What to do >> Reproduce everything in the data from the line containing "Please give the outline of every instance of the monk" down to the line containing "POLYGON ((534 1176, 647", keeping every line of text and omitting the pictures. Multiply only the coordinates in the answer outlines by 1.55 and round each to a whole number, with halves rounding up, while every other number stays as it is.

— Start of Data supplied —

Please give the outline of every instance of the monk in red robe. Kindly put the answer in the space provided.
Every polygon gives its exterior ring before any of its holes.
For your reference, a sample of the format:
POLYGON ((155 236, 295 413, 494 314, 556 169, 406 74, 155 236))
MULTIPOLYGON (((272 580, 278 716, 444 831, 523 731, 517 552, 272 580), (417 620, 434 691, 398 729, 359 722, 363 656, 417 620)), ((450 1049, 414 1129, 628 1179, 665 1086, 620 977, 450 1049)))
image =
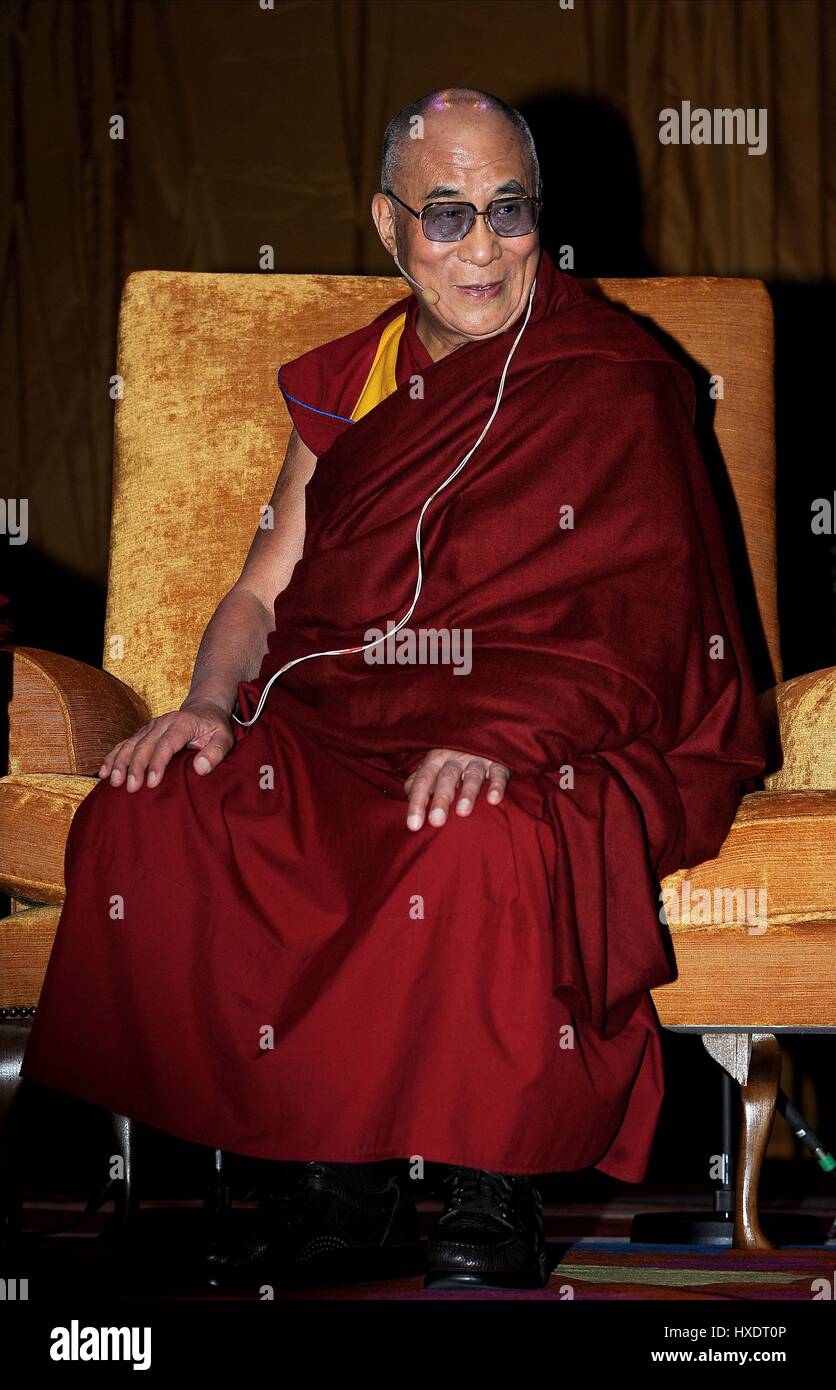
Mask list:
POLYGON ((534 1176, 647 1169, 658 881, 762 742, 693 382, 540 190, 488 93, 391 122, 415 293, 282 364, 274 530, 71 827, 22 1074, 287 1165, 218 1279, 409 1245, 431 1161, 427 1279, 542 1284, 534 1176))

— End of Data supplied —
— Start of Data supplied —

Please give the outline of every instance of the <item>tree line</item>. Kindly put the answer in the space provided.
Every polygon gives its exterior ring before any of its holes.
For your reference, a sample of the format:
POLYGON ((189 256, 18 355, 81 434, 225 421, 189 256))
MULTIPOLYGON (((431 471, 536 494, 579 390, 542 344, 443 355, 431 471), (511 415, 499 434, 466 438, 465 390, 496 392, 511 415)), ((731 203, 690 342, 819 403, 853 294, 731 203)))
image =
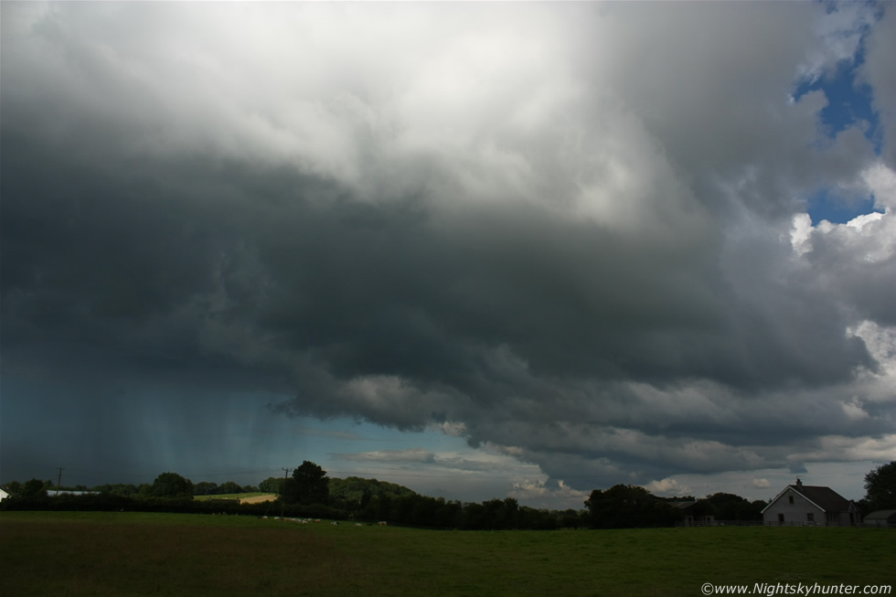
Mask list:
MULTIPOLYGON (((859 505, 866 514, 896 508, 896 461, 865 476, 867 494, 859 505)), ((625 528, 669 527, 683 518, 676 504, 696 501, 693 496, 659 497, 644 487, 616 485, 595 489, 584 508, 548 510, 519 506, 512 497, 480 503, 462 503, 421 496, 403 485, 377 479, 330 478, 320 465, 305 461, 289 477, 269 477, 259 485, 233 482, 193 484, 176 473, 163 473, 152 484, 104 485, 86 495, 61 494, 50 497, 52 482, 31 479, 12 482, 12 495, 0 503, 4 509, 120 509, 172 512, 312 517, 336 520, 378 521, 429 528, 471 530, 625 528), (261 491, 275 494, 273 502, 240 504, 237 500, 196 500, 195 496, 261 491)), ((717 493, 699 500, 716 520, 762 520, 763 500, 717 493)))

— End of Data supplied —

Solution to this problem >>
Please give the outline of every instance of the monk in red robe. Kindly put the answer in the space provided.
Every polygon gives its exterior ring before any of its holes.
For your reference, a sample of the format:
POLYGON ((155 236, 295 413, 494 314, 556 169, 406 74, 155 236))
MULTIPOLYGON (((272 580, 278 716, 444 831, 523 731, 517 552, 272 580), (417 620, 434 691, 398 729, 359 722, 363 656, 417 620)), ((450 1049, 414 1129, 628 1179, 665 1086, 620 977, 450 1049)))
image =
Mask list:
POLYGON ((828 1823, 1003 1812, 1020 1366, 1181 1150, 1074 592, 837 295, 756 144, 606 189, 643 454, 437 564, 425 822, 110 1282, 34 1665, 445 1806, 338 1982, 634 1930, 668 1800, 662 1982, 840 1990, 828 1823))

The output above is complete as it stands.